Saved entries
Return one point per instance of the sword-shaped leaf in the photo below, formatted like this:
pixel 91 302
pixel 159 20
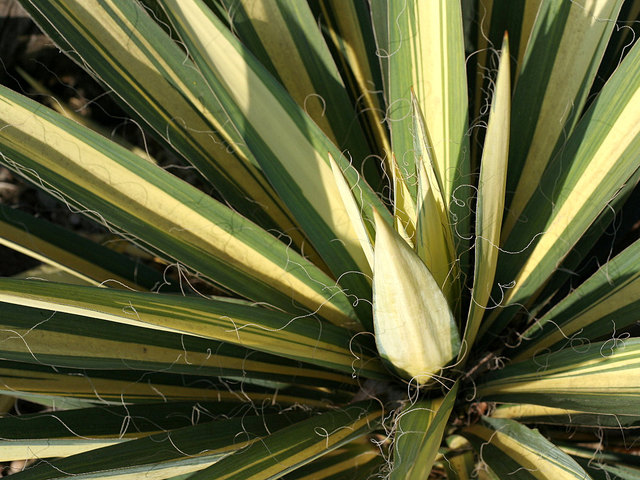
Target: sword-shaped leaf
pixel 558 68
pixel 33 381
pixel 594 165
pixel 350 30
pixel 182 223
pixel 165 454
pixel 285 37
pixel 490 205
pixel 598 378
pixel 77 255
pixel 354 461
pixel 304 338
pixel 136 58
pixel 606 303
pixel 291 148
pixel 296 445
pixel 65 433
pixel 414 327
pixel 62 340
pixel 419 432
pixel 514 451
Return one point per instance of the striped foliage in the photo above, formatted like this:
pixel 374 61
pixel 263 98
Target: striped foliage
pixel 380 267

#### [Try it]
The answer must restate every entry word for word, with the pictures left out.

#### [Response to this exercise]
Return one point per instance of the sword-shaped leaf in the photo below, formatted like this:
pixel 91 302
pixel 159 20
Target: sword-shaped leaf
pixel 558 68
pixel 33 381
pixel 594 165
pixel 350 30
pixel 182 223
pixel 165 454
pixel 285 37
pixel 490 205
pixel 598 378
pixel 77 255
pixel 354 461
pixel 304 338
pixel 136 58
pixel 606 303
pixel 291 148
pixel 296 445
pixel 65 433
pixel 414 327
pixel 62 340
pixel 419 432
pixel 514 451
Return one point per instance of the striped foliage in the photo above, formatted like this:
pixel 374 61
pixel 263 98
Target: striped foliage
pixel 380 267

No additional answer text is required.